EXTRAIT SOURCE ->

◇ ◇ ◇

Quelque sévère qu’elle puisse paraître, cette opinion semble partagée par la société italienne, qui ne va plus au théâtre que pour faire ou recevoir des visites, tenir conversation et entendre un peu de musique, quand par hasard l’impresario a loué pour la saison un ou deux artistes de talent, ce qui est fort rare. La foule, qui voudrait rire, et que l’assommant dialogue de la comédie noble fait bâiller, remplit les petits théâtres où se jouent l’impromptu et la farce. Là règne une sorte de gaieté grossière, licencieuse même ; mais du moins c’est de la gaieté. Là seulement on peut trouver aujourd’hui la peinture comique du caractère du peuple italien, l’expression vive du côté plaisant de son esprit. Nous ne nous occuperons ici que de ces théâtres populaires, et particulièrement des petits théâtres de Florence, de Rome et de Naples, comme les plus franchement italiens. Qu’on ne s’imagine pas, du reste, que ces petits théâtres ressemblent en aucune façon à leurs analogues de Paris, au Gymnase, au Vaudeville, au théâtre du Palais-Royal. Le théâtre de Débureau, quand il est bien composé, peut seul en donner une idée. À Florence, un théâtre comme celui du Palais-Royal serait presque un théâtre du premier ordre, et pour la tenue, le bon goût et les belles manières, ses acteurs en remontreraient aux premiers sujets de la Pergola ou du Cocomero.

◇ ◇ ◇

LA CONSIGNE ->
Répondez à ces questions sur l'extrait consacré aux petits théâtres italiens :
1. Pour quoi faire la société italienne va-t-elle encore au théâtre ?
2. Quelles villes sont citées pour leurs petits théâtres ?
3. Quel théâtre de Paris peut seul donner une idée de ces petits théâtres ?
Appuyez-vous uniquement sur ce texte pour répondre.

◇ ◇ ◇

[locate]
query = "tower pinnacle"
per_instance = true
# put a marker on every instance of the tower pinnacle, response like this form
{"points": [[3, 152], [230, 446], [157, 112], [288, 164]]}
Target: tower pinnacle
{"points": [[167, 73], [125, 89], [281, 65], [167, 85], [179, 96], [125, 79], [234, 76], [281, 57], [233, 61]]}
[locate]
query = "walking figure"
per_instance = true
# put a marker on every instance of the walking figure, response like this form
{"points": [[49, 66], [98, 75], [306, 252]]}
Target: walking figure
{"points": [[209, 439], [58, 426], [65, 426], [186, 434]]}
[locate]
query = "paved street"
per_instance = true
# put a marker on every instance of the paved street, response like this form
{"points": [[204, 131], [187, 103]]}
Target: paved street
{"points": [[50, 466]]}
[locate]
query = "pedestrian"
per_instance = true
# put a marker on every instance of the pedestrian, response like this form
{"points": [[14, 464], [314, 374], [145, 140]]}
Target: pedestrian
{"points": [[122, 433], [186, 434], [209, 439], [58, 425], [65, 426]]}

◇ ◇ ◇

RÉPONSE À L'EXERCICE ->
1. Pour faire ou recevoir des visites, tenir conversation et entendre un peu de musique.
2. Florence, Rome et Naples.
3. Le théâtre de Débureau, quand il est bien composé.